===== Data provided
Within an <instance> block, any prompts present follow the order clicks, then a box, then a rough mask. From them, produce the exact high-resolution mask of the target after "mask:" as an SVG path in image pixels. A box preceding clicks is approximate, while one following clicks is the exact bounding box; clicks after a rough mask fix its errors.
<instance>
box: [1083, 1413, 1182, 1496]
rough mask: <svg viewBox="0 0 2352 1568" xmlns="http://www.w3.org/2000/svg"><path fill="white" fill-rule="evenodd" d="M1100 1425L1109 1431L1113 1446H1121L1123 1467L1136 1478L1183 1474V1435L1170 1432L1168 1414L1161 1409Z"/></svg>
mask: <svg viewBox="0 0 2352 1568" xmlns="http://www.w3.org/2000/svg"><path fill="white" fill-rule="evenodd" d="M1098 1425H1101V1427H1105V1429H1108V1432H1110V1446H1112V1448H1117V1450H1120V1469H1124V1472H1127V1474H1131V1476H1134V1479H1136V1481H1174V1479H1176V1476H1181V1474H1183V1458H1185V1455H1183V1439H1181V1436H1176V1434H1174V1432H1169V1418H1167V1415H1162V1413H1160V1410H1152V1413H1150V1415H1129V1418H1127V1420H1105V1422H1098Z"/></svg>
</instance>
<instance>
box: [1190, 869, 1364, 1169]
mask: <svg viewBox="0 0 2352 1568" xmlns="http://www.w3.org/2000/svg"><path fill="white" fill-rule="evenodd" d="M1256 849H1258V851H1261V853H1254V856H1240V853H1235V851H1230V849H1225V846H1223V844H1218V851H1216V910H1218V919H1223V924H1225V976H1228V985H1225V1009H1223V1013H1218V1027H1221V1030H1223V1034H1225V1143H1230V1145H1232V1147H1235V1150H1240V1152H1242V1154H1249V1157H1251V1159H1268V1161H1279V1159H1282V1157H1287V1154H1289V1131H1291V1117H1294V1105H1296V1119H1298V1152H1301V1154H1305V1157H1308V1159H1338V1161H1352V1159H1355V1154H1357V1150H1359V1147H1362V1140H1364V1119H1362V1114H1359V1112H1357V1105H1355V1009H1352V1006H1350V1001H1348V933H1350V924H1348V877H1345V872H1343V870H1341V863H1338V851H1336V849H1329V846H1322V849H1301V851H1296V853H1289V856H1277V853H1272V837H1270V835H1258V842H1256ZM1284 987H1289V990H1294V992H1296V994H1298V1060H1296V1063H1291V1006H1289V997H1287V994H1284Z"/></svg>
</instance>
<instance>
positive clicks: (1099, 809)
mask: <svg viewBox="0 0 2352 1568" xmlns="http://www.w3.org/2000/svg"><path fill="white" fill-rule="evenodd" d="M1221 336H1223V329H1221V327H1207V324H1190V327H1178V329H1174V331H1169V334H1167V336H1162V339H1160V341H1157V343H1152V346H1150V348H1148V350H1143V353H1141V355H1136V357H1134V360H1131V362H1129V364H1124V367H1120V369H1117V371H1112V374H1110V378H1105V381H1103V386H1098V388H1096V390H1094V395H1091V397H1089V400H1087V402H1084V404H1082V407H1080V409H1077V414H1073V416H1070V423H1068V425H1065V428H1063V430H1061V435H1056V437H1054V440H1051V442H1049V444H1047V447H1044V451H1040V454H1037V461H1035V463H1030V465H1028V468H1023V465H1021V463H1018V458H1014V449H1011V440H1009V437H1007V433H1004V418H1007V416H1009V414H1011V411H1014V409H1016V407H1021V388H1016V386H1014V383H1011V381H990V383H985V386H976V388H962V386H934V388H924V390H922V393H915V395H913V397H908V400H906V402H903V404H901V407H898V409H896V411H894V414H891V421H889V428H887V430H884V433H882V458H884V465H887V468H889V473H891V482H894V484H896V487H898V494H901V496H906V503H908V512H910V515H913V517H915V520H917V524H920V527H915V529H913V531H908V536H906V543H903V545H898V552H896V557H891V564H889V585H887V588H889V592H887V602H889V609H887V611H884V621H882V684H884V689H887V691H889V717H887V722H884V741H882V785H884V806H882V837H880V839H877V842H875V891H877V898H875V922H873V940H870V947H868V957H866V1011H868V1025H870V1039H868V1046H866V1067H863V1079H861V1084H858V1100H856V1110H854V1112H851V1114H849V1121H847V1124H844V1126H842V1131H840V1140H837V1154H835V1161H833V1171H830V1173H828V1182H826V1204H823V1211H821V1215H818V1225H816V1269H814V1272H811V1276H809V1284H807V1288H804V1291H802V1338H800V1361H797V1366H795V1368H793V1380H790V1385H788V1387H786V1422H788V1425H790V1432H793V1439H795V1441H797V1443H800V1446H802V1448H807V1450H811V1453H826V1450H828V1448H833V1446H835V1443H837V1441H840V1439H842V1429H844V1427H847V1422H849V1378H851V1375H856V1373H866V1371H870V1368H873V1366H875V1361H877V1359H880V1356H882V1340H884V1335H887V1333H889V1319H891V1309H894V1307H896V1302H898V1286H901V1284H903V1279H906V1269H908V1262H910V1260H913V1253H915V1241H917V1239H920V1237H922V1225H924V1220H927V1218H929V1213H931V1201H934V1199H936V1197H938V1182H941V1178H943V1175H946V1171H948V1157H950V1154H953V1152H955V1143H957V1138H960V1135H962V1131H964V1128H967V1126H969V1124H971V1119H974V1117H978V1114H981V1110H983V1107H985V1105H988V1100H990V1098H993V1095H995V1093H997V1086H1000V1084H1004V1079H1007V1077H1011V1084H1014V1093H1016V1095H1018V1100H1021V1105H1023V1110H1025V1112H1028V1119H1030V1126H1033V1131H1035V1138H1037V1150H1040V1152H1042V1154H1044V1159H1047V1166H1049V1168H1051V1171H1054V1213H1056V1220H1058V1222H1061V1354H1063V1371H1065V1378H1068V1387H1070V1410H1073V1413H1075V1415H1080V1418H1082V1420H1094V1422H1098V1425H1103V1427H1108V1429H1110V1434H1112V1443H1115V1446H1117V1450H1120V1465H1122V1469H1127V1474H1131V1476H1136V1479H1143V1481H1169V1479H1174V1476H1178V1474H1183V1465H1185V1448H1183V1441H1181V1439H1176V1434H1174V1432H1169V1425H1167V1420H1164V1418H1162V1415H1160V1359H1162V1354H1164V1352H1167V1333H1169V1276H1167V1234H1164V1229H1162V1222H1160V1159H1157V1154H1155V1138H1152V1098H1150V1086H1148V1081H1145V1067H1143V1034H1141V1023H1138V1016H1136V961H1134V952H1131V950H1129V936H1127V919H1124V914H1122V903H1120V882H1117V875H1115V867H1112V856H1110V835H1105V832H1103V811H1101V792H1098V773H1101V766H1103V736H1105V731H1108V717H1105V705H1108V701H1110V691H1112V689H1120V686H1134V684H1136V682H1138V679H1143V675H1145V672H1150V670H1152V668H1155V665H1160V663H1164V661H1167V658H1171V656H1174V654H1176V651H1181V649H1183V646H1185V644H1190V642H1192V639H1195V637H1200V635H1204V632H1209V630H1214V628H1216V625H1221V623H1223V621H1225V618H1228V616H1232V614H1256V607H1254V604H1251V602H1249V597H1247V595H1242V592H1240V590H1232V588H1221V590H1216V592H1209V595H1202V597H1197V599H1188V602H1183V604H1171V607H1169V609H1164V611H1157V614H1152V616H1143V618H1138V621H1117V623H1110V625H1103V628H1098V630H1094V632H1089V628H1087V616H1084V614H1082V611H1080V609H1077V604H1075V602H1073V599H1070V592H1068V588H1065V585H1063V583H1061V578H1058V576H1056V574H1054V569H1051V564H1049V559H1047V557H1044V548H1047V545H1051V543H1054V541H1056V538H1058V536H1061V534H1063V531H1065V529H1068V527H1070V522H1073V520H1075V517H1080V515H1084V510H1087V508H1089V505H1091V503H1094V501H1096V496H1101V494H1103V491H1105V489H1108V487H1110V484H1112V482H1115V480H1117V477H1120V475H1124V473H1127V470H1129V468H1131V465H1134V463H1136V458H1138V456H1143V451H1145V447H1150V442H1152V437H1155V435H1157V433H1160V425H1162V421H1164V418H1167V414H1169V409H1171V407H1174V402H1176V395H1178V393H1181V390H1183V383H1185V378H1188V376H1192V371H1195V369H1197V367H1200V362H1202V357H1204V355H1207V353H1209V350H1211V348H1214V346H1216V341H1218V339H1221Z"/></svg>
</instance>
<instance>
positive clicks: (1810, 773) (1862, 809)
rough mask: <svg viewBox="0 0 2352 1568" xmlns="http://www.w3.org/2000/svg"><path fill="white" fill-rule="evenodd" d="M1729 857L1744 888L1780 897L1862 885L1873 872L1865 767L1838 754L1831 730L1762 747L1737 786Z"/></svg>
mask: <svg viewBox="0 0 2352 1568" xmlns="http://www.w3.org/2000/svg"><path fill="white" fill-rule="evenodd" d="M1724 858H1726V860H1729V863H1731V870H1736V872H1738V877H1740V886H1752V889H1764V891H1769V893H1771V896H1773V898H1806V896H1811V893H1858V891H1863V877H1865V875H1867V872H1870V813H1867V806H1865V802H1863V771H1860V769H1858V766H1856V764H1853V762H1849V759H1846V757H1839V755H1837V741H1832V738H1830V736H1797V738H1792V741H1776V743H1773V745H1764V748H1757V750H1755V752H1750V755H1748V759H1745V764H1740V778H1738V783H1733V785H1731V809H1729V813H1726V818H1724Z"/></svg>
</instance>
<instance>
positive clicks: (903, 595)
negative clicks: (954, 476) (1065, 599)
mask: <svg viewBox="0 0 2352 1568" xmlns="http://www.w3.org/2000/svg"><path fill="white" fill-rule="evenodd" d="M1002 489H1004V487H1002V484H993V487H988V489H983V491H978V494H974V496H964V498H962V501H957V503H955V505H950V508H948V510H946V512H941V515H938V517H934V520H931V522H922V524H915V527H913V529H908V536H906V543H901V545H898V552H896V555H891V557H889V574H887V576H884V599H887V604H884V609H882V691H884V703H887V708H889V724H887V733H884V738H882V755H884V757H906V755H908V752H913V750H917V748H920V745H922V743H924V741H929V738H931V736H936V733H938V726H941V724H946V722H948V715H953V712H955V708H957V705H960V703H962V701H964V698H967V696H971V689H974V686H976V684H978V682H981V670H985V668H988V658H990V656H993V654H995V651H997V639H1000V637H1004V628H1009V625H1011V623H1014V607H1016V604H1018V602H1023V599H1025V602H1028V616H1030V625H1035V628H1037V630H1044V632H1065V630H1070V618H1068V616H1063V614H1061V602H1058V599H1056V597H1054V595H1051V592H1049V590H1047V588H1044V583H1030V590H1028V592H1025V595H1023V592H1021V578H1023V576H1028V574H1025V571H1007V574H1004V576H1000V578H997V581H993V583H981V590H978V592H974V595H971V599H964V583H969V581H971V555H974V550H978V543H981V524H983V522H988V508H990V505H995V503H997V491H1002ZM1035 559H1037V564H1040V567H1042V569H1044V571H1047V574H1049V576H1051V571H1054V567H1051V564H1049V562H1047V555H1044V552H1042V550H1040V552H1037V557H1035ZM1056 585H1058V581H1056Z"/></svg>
==========
#### [Exercise requirements]
Nothing but the lines from the one containing "positive clicks: (1810, 773) (1862, 809)" through the last line of the data above should be given again, each exactly as it stands.

#### [Final answer]
positive clicks: (1810, 773) (1862, 809)
rough mask: <svg viewBox="0 0 2352 1568" xmlns="http://www.w3.org/2000/svg"><path fill="white" fill-rule="evenodd" d="M1729 857L1744 888L1780 897L1862 885L1873 872L1865 767L1838 754L1831 730L1762 747L1737 786Z"/></svg>
mask: <svg viewBox="0 0 2352 1568" xmlns="http://www.w3.org/2000/svg"><path fill="white" fill-rule="evenodd" d="M1724 858H1726V860H1729V863H1731V870H1736V872H1738V877H1740V886H1752V889H1764V891H1769V893H1771V896H1773V898H1806V896H1811V893H1858V891H1863V877H1865V875H1867V872H1870V813H1867V806H1865V802H1863V771H1860V769H1858V766H1856V764H1853V762H1849V759H1846V757H1839V755H1837V741H1832V738H1830V736H1797V738H1792V741H1776V743H1773V745H1764V748H1757V750H1755V752H1750V755H1748V759H1745V764H1740V778H1738V783H1733V785H1731V809H1729V813H1726V818H1724Z"/></svg>
</instance>
<instance>
positive clicks: (903, 595)
negative clicks: (954, 476) (1065, 599)
mask: <svg viewBox="0 0 2352 1568" xmlns="http://www.w3.org/2000/svg"><path fill="white" fill-rule="evenodd" d="M1002 489H1004V487H1002V484H993V487H988V489H983V491H978V494H974V496H964V498H962V501H957V503H955V505H950V508H948V510H946V512H941V515H938V517H934V520H931V522H922V524H915V527H913V529H908V536H906V543H901V545H898V552H896V555H891V557H889V574H887V576H884V599H887V604H884V609H882V691H884V703H887V708H889V724H887V733H884V738H882V755H884V757H906V755H908V752H913V750H917V748H920V745H922V743H924V741H929V738H931V736H936V733H938V726H941V724H946V722H948V715H953V712H955V708H957V705H960V703H962V701H964V698H967V696H971V689H974V686H976V684H978V682H981V670H985V668H988V658H990V656H993V654H995V651H997V639H1000V637H1004V628H1009V625H1011V623H1014V607H1016V604H1018V602H1023V599H1025V602H1028V616H1030V625H1035V628H1037V630H1044V632H1065V630H1070V618H1068V616H1063V614H1061V602H1058V599H1056V597H1054V595H1051V592H1049V590H1047V588H1044V583H1030V590H1028V592H1025V595H1023V592H1021V578H1023V576H1028V574H1025V571H1007V574H1004V576H1000V578H997V581H993V583H981V590H978V592H974V595H971V599H964V583H969V581H971V555H974V550H978V543H981V524H983V522H988V508H990V505H995V503H997V491H1002ZM1035 559H1037V564H1040V567H1042V569H1044V571H1047V574H1049V576H1051V571H1054V567H1051V564H1049V562H1047V555H1044V552H1042V550H1040V552H1037V557H1035ZM1056 585H1058V581H1056Z"/></svg>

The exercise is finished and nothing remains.